Examine each line of the data, and copy the ones containing "positive".

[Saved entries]
——————

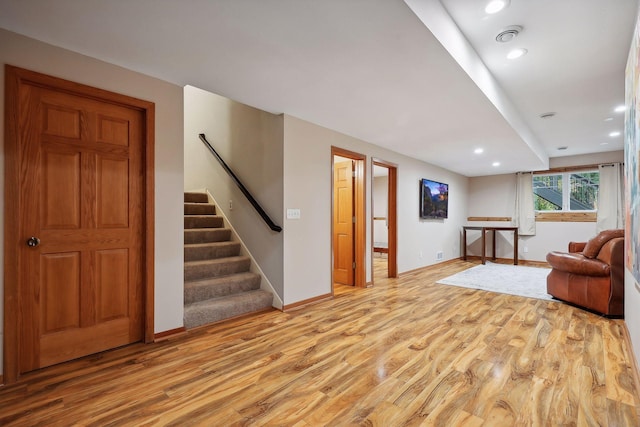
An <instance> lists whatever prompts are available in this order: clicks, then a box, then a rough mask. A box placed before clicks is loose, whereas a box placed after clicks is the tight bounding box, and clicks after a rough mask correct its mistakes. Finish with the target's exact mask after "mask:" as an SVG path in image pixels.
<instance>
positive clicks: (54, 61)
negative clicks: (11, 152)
mask: <svg viewBox="0 0 640 427" xmlns="http://www.w3.org/2000/svg"><path fill="white" fill-rule="evenodd" d="M0 64H2V68H1V69H0V81H1V82H4V64H10V65H15V66H18V67H22V68H27V69H30V70H33V71H38V72H41V73H45V74H49V75H52V76H55V77H61V78H64V79H68V80H73V81H76V82H79V83H83V84H87V85H91V86H95V87H99V88H101V89H106V90H110V91H113V92H118V93H122V94H125V95H129V96H133V97H137V98H141V99H145V100H148V101H152V102H154V103H155V105H156V120H155V124H156V127H155V138H156V139H155V149H156V154H155V185H156V195H155V226H156V230H162V232H158V231H156V233H155V270H154V271H155V332H162V331H166V330H170V329H174V328H178V327H180V326H182V324H183V320H182V287H181V286H180V283H182V276H183V261H182V257H183V236H182V222H183V216H182V209H183V208H182V183H183V178H182V175H183V162H182V152H183V147H182V136H183V130H182V88H181V87H179V86H175V85H173V84H169V83H166V82H163V81H161V80H158V79H155V78H151V77H148V76H145V75H142V74H139V73H135V72H132V71H129V70H126V69H124V68H120V67H117V66H115V65H111V64H108V63H105V62H102V61H98V60H95V59H92V58H89V57H87V56H83V55H80V54H77V53H74V52H71V51H68V50H65V49H61V48H57V47H54V46H51V45H48V44H45V43H41V42H39V41H36V40H33V39H30V38H27V37H23V36H20V35H18V34H15V33H11V32H9V31H5V30H2V29H0ZM0 100H2V101H1V102H0V116H1V117H4V105H5V104H4V83H2V84H0ZM0 135H2V141H3V144H4V122H2V124H0ZM2 153H3V158H2V159H0V179H4V150H2ZM0 193H1V195H0V201H2V203H4V185H0ZM0 221H1V222H4V207H3V209H2V213H0ZM3 233H4V231H3V230H2V229H0V237H3ZM2 251H3V247H0V253H3V252H2ZM2 268H3V267H2V264H0V280H2V278H3V277H4V273H3V271H2ZM3 290H4V283H3V284H2V285H0V299H2V300H3V299H4V297H3V293H2V291H3ZM1 311H2V305H0V322H1V321H2V320H1V319H2V318H3V316H2V313H1ZM3 330H4V329H3V326H2V325H0V333H2V331H3ZM0 338H2V337H1V336H0ZM2 342H3V340H2V339H0V358H1V355H2V353H3V351H2V348H1V346H2ZM1 366H2V363H1V360H0V367H1Z"/></svg>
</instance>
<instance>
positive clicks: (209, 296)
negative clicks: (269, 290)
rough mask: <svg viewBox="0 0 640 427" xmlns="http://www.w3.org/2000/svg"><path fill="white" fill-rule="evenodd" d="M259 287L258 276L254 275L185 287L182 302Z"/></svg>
mask: <svg viewBox="0 0 640 427" xmlns="http://www.w3.org/2000/svg"><path fill="white" fill-rule="evenodd" d="M256 289H260V276H258V275H255V276H253V277H250V278H247V279H245V280H239V281H229V282H224V283H216V284H212V285H205V286H198V287H192V288H185V290H184V303H185V304H191V303H194V302H196V301H204V300H207V299H211V298H220V297H224V296H228V295H234V294H238V293H240V292H247V291H253V290H256Z"/></svg>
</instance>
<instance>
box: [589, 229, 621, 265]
mask: <svg viewBox="0 0 640 427" xmlns="http://www.w3.org/2000/svg"><path fill="white" fill-rule="evenodd" d="M616 237H624V230H605V231H602V232H600V233H599V234H598V235H597V236H596V237H594V238H593V239H591V240H589V241H588V242H587V245H586V246H585V247H584V250H583V251H582V254H583V255H584V256H586V257H587V258H595V257H597V256H598V253H599V252H600V249H602V246H603V245H604V244H605V243H607V242H608V241H609V240H611V239H615V238H616Z"/></svg>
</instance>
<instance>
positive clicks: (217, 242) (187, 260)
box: [184, 241, 240, 261]
mask: <svg viewBox="0 0 640 427" xmlns="http://www.w3.org/2000/svg"><path fill="white" fill-rule="evenodd" d="M239 253H240V242H230V241H224V242H210V243H191V244H186V245H184V260H185V261H202V260H206V259H217V258H224V257H230V256H237V255H238V254H239Z"/></svg>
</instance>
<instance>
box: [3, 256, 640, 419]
mask: <svg viewBox="0 0 640 427" xmlns="http://www.w3.org/2000/svg"><path fill="white" fill-rule="evenodd" d="M472 265H473V264H472V263H469V262H463V261H456V262H453V263H449V264H445V265H443V266H439V267H433V268H430V269H426V270H422V271H420V272H416V273H411V274H407V275H404V276H402V277H401V278H400V279H380V278H378V279H377V280H376V282H375V284H376V285H375V287H373V288H369V289H358V288H349V287H340V289H339V291H337V292H336V297H335V299H333V300H331V301H326V302H322V303H319V304H316V305H313V306H309V307H305V308H303V309H300V310H298V311H293V312H287V313H281V312H278V311H273V312H269V313H264V314H261V315H258V316H255V317H252V318H244V319H238V320H234V321H230V322H227V323H224V324H219V325H215V326H211V327H206V328H201V329H199V330H196V331H193V332H191V333H189V334H187V335H184V336H183V337H180V338H175V339H173V340H169V341H166V342H162V343H156V344H150V345H143V344H136V345H132V346H129V347H126V348H121V349H117V350H114V351H109V352H105V353H102V354H99V355H95V356H92V357H87V358H83V359H80V360H77V361H73V362H70V363H66V364H62V365H58V366H54V367H51V368H46V369H42V370H40V371H36V372H32V373H29V374H27V375H24V376H23V377H22V378H21V380H20V381H19V383H17V384H14V385H11V386H7V387H2V388H0V425H2V426H10V425H21V426H22V425H29V426H32V425H61V426H68V425H92V426H93V425H95V426H104V425H180V426H184V425H207V426H229V425H286V426H319V425H380V426H398V425H435V426H457V425H464V426H480V425H485V426H502V425H504V426H511V425H532V426H557V425H572V426H583V425H584V426H591V425H594V426H596V425H601V426H637V425H640V421H639V418H638V413H639V408H640V404H639V403H640V402H639V399H638V391H637V390H635V388H634V383H633V380H632V370H631V369H632V368H631V366H632V362H631V355H630V352H629V349H628V348H627V347H626V346H625V341H624V340H623V339H622V321H621V320H609V319H605V318H602V317H599V316H597V315H595V314H591V313H588V312H585V311H582V310H580V309H577V308H574V307H570V306H568V305H564V304H561V303H558V302H546V301H542V300H535V299H527V298H521V297H515V296H510V295H503V294H494V293H490V292H483V291H476V290H470V289H464V288H456V287H451V286H443V285H437V284H435V282H436V280H437V279H439V278H442V277H445V276H448V275H451V274H454V273H456V272H458V271H460V270H463V269H466V268H468V267H470V266H472Z"/></svg>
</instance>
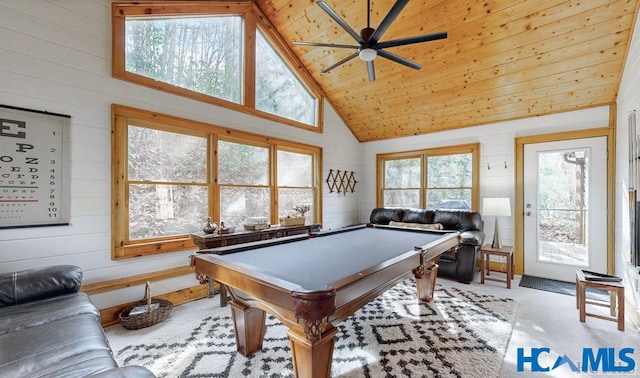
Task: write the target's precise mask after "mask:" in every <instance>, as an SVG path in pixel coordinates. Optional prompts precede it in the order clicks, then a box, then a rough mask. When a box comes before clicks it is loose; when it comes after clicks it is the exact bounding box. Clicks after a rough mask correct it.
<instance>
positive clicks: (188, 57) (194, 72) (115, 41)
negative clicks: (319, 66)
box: [112, 0, 323, 132]
mask: <svg viewBox="0 0 640 378" xmlns="http://www.w3.org/2000/svg"><path fill="white" fill-rule="evenodd" d="M112 8H113V9H112V14H113V18H112V27H113V76H114V77H116V78H119V79H122V80H126V81H130V82H133V83H136V84H141V85H146V86H149V87H152V88H154V89H159V90H162V91H166V92H170V93H174V94H177V95H181V96H186V97H189V98H192V99H195V100H198V101H204V102H208V103H212V104H215V105H218V106H223V107H226V108H230V109H233V110H237V111H242V112H245V113H248V114H251V115H256V116H259V117H263V118H267V119H270V120H273V121H276V122H280V123H284V124H287V125H292V126H297V127H301V128H305V129H308V130H313V131H317V132H321V131H322V107H323V101H320V99H321V98H322V90H321V89H320V87H319V86H318V85H317V84H316V83H315V82H314V81H313V78H312V77H311V75H310V74H309V73H308V72H306V71H304V70H302V69H300V68H299V67H302V64H301V63H300V62H299V61H298V60H297V58H296V57H295V55H294V54H293V53H292V52H291V51H290V48H289V46H288V44H287V43H286V42H284V41H283V40H282V37H280V36H279V35H277V33H275V32H274V31H273V30H274V28H273V27H272V26H271V25H268V24H267V21H266V17H264V15H263V14H262V12H261V11H260V9H259V8H258V7H257V6H256V5H255V4H254V3H253V2H252V1H248V0H244V1H236V2H229V1H207V2H203V1H180V2H164V1H158V2H140V3H136V2H122V3H120V2H114V3H112Z"/></svg>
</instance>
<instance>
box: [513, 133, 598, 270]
mask: <svg viewBox="0 0 640 378" xmlns="http://www.w3.org/2000/svg"><path fill="white" fill-rule="evenodd" d="M524 175H525V197H524V198H525V202H524V204H525V208H524V215H525V216H524V230H525V232H524V240H525V243H524V248H525V251H524V255H525V267H524V271H525V274H527V275H532V276H536V277H545V278H552V279H557V280H562V281H569V282H572V281H573V280H574V279H575V271H576V269H590V270H596V271H599V272H603V273H605V272H606V268H607V232H606V230H607V213H606V202H607V201H606V190H607V175H606V138H604V137H599V138H586V139H579V140H569V141H559V142H550V143H536V144H529V145H526V146H525V170H524Z"/></svg>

——————

Task result -
positive clicks: (54, 61)
positive clicks: (209, 296)
positive clicks: (217, 242) (187, 260)
positive clicks: (188, 57) (194, 72) (115, 41)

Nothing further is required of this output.